● Supplied text
In any case, as the assessee rightly claims, it is at best, even going by the improvised version of the AO, a case of bad debt or a loss incidental to business which is allowable anyway. CIT(A)’s action of upholding the disallowance, for want of fund utilization report, is thus unsustainable in law and on the facts of this case. The approach adopted by the authorities below in interpreting the terms of remand is too pedantic and hyper technical to meet our approval. The directions given by the Tribunal are to be interpreted in the light of its object and context. That consistently has been approach of the Hon’ble Courts above.
We uphold the plea of the assessee and direct the Assessing Officer to delete the impugned disallowance. - Decided in favour of assessee.
TP Adjustment - Selection of MAM - DRP adopting of internal TNMM - HELD THAT:- We are unable to persuade ourselves to subscribe to the view arrived at by the DRP in respect of the authenticity of the segmental reporting, veracity of the bifurcation of the expenses pertaining to marketing efforts and various risks associated with the sales pertaining to the Non-AE transactions, which as alleged by the DRP had been bifurcated to the AE segment and not shown on actual basis, as well as the misconceived observation that the assessee had resorted to a comparison between the Non-AE segment local sales of India, as against the AE segment, which we find is absolutely incorrect.
We are afraid that a claim of an assessee cannot be dislodged merely on the basis of allegations and surmises, but can only be so done on the basis of substantial material which could go to irrebutably disprove and consequently dislodge the claim of the assessee, with a clear observation as to what fairly could be held to be the correct state of affairs.
We thus not being persuaded to subscribe to the observations of the lower authorities, therein set aside the order of the AO passed u/s 143(3) r.w.s 144C(13), to the extent the latter had given effect to the order of the DRP and therein set aside the rejection of the internal TNMM as the most appropriate method adopted by the assessee for benchmarking the international transactions of the assessee with its AE’s, and restore the matter to the file of the AO to give consequential effect to the same.
Disallowance u/s 14A read with Rule 8D - Expenditure incurred to earn exempt income - HELD THAT:- We respectfully follow the decision of the Coordinate Bench of this Tribunal for A.Y. 2010-11 [2017 (3) TMI 1051 - ITAT KOLKATA] and direct the Assessing Officer to restrict the disallowance under section 14A read with Rule 8D to the extent of exempt dividend income. Ground No. 1 of the assessee’s appeal thus is partly allowed.

● Collected material
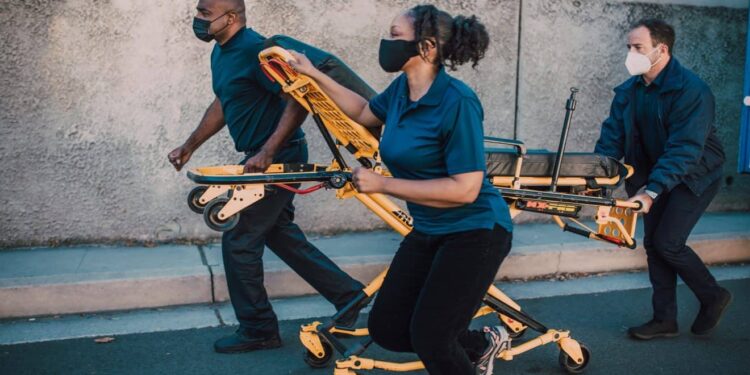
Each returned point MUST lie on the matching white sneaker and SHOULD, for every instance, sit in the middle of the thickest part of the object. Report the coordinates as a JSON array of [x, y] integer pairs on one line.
[[499, 340]]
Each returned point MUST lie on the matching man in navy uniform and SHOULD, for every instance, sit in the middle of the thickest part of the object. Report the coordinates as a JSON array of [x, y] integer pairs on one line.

● Things to do
**a)** In the tax appeal summary, the Assessing Officer must restrict the disallowance under section 14A read with Rule 8D to what extent?
**b)** Write the next part of the tax appeal summary, picking up after its final sentence.

● Expected answers
**a)** To the extent of exempt dividend income.

**b)**
MAT computation - addition made on account of excise duty refund and interest subsidy while computing book profit under section 115JB - HELD THAT:- As relying on assessee own case [2017 (3) TMI 1051 - ITAT KOLKATA] we direct the Assessing Officer to delete the addition made on account of excise duty refund and interest subsidy while computing the book profit of the assessee-company under section 115JB of the Act and allow Ground No. 2 of the assessee’s appeal.
Disallowance made under section 14A read with Rule 8D while computing the book profit of the assessee-company under section 115JB - HELD THAT:- As observed that this issue is consequential to the issue involved in Ground No. 1 of the assessee’s appeal for AY 2011-12, which has been decided by us in the foregoing portion of this order. Following our conclusion drawn in AY 2011-12 on the said issue, we direct the Assessing Officer to restrict the disallowance under section 14A read with Rule 8D to the extent of exempt dividend income. Ground No. 3 of the assessee’s appeal thus is partly allowed.
Addition interest subsidy and excise duty refund in computing the income of the assessee under the normal provisions of the Act - HELD THAT:- As decided in own case [2017 (3) TMI 1051 - ITAT KOLKATA] incentives, designed to achieve a public purpose, cannot be construed as production or operational incentives for the benefit of assessees alone. It was further held that making of additional provision in the scheme that the incentives would be available to the eligible industrial units from the date of commencement of commercial production and that these are not to be allowed for creation of new assets cannot be viewed in isolation to treat the incentives as production incentives. Such provisions are intended to ensure that the incentives are made available only to the bona fide industrial units so that the larger public interest of eradicating unemployment is achieved. The Court finally concluded that the incentives received by way of excise duty refund and interest subsidy are capital receipts in the hands of the assessee and therefore not chargeable to tax. - Decided against revenue.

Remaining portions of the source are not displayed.